### Reading passage
++++++++

The key development here, which the Mysore rockets utilized, was to use a metal case for the rocket body. Until then the bodies where generally paste board (as in modern fireworks).  A pasteboard body limits the internal pressure possible and therefore the size and range fo the rocket.  But much higher internal pressures are possible with metal bodies. Both the Mysore rockets, Emmet’s rockets and the very slightly later British Congreve rockets all used a metal body.

How much the British Congreve Rocket system was influenced by Emmet’s rocket designs is unclear – but very interestingly there is a report that one of Emmet’s assistants, a Mr Pat Finerty, subsequently went to work at Woolwich where Congreve’s rockets were under development after the events in Dublin.  Congreve’s rocket was described as an improvement on, but similar in design to Emmet’s.   Here’s a diagram of an early Congreve rocket, which is therefore likely to have been broadly similar to Emmet’s rockets.

Note that there is a warhead at the front, and the warhead at the front is initiated by a burning fuze running the length of the outside of the rocket body. The rocket motor and the warhead fuse would have been lit simultaneously.   The stabilising “stick” is not shown in this diagram.  Congreve rockets would have been initiated by a flintlock mechanism, but Emmets probably with a simpler burning fuze. Here’s a picture of a Congreve flintlock mechanism. the string is a lanyard to the release spring , I think which releases the cock hammer.

Emmet’s rockets were intended to be deployed to be fired at cavalry, and also as signal rockets – I’m not sure if that entirely makes sense, given the fuzing mechanism – they would make much more effective indirect fire area weapons, perhaps fired into British garrisons.   Nonetheless horizontally fired munitions (although not technically rockets) aimed at the British Military were being used by Irish terrorists some 200 years later.  As such I think Emmet’s rockets have an important place in history.  I also think that although they had been used on the battlefield before, this was the first use of such technology by freedom fighters/ terrorists.

The truth is however that Emmet’s revolution was nothing short of a shambles, and the rockets and the explosives beams and the grenade IEDs barely got used, if at all. Emmet’s purported notes after the failed uprising gives a frank and candid account:

  • Emmet describes his detailed plan for the deployment of pikemen, “beam” IEDs and rockets across Dublin, in detail. He describes the plan for deploying caltrops and anti-cavalry boards with nails in them, chains across streets, deployment of grenades and stones to throw, and muskets.  But the deployment never actually occurred, because the United Irishman expected to man the positions, from Kildare and Wicklow failed to arrive.  There was evidence of confusion and poor communication between the revolutionary elements, and possible the spreading by British agents of incorrect information.  Emmet expected several thousand rebels supporting him, but eventually had less than a hundred, and even these he couldn’t control, a good proportion of then being “with drink”.
  • Due to a lack of funds, scarcely any of the expected blunderbusses were bought
  • The man designated as being responsible for preparing the fuzes for the “exploding beam” IEDs “forgot” to prepare them and went on an errand to Kildare.

++++++++

### Tasks to complete
a) In the passage on Emmet's rockets, change "cavalry" to "infantry" and write out the part from "Emmet’s rockets were" to "freedom fighters/ terrorists." with that change.
b) Answer these questions from the passage on Emmet's rockets:
(i) What were rocket bodies generally made of before metal cases came into use?
(ii) Which of Emmet's assistants reportedly went to work at Woolwich?
(iii) How many rebels did Emmet eventually have?

### Excerpted data
++++++++

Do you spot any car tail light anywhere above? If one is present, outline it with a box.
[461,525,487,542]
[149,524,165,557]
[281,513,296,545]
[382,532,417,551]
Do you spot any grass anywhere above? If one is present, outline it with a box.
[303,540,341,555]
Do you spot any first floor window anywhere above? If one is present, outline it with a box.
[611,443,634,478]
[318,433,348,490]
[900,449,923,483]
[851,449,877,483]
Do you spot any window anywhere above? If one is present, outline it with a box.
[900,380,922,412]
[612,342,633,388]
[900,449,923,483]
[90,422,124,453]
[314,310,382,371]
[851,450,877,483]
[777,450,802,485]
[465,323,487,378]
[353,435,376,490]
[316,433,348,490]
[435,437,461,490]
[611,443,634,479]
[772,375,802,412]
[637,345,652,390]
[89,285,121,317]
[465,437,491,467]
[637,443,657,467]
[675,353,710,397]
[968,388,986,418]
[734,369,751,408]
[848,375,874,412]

++++++++

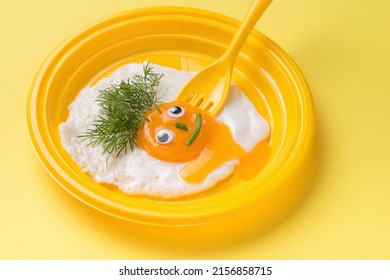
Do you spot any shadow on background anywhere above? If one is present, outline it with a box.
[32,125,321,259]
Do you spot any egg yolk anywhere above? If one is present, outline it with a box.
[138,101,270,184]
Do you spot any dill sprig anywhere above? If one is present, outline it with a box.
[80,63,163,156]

++++++++

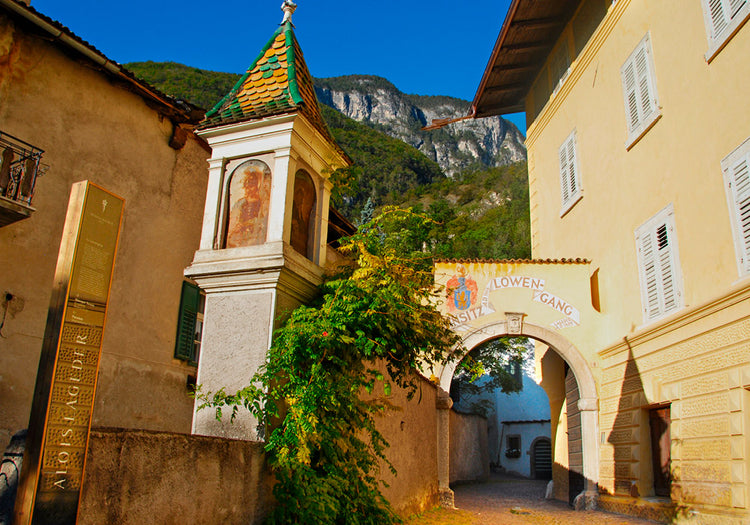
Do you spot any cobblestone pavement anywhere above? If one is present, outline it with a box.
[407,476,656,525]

++++++++

### Task-by-task solutions
a)
Emmet’s rockets were intended to be deployed to be fired at infantry, and also as signal rockets – I’m not sure if that entirely makes sense, given the fuzing mechanism – they would make much more effective indirect fire area weapons, perhaps fired into British garrisons.   Nonetheless horizontally fired munitions (although not technically rockets) aimed at the British Military were being used by Irish terrorists some 200 years later.  As such I think Emmet’s rockets have an important place in history.  I also think that although they had been used on the battlefield before, this was the first use of such technology by freedom fighters/ terrorists.

b)
(i) Paste board
(ii) Mr Pat Finerty
(iii) Less than a hundred